* _Stored rows_:
## Start

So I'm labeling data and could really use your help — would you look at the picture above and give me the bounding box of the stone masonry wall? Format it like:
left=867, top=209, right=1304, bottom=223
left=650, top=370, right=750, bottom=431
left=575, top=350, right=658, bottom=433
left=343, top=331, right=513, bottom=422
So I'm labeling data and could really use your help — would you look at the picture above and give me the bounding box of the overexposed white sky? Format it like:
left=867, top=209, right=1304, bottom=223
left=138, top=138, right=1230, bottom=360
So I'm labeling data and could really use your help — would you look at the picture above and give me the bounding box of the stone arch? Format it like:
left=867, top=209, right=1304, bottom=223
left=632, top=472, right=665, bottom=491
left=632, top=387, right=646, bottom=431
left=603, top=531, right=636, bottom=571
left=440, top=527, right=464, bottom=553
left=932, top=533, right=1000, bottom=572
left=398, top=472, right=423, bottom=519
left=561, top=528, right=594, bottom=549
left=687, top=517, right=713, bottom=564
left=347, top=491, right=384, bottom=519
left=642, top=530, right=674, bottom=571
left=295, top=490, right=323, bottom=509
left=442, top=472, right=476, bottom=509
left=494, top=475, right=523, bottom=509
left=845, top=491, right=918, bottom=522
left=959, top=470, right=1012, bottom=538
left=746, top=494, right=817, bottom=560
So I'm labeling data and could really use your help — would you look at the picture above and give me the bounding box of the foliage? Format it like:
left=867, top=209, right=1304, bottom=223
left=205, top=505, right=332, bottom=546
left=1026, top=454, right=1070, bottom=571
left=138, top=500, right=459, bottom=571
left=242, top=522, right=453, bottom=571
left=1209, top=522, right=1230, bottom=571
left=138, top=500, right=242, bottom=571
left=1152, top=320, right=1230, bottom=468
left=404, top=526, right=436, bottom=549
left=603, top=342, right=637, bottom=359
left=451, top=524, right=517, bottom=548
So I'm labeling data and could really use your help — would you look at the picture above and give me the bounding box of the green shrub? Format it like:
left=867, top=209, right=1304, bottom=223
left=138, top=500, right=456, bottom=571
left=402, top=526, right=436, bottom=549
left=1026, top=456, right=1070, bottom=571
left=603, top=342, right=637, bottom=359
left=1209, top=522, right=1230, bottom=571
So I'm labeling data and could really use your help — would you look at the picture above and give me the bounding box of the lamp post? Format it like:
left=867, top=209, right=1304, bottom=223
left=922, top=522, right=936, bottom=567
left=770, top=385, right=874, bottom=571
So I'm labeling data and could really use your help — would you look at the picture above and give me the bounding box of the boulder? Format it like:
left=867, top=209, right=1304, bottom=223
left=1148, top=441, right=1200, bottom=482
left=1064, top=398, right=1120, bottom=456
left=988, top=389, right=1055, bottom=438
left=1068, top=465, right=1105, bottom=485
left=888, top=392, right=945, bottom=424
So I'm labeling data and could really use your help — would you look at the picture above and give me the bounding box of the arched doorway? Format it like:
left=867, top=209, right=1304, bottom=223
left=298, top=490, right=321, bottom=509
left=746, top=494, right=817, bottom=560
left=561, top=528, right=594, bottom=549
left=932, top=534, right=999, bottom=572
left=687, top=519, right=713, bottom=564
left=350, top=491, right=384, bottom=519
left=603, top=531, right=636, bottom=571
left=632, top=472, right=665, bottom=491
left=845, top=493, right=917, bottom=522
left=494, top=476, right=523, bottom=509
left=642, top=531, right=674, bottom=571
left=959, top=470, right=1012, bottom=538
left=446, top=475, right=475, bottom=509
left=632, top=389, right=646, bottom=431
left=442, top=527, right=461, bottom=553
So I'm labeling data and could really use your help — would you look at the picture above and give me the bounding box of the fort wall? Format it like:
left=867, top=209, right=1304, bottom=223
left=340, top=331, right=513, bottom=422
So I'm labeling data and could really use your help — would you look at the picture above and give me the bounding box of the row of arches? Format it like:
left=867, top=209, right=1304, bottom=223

## End

* _What you are asked to do_:
Determine how many lines in the entries above contain the string "wall". Give only the number.

* _Solution to the problem_:
2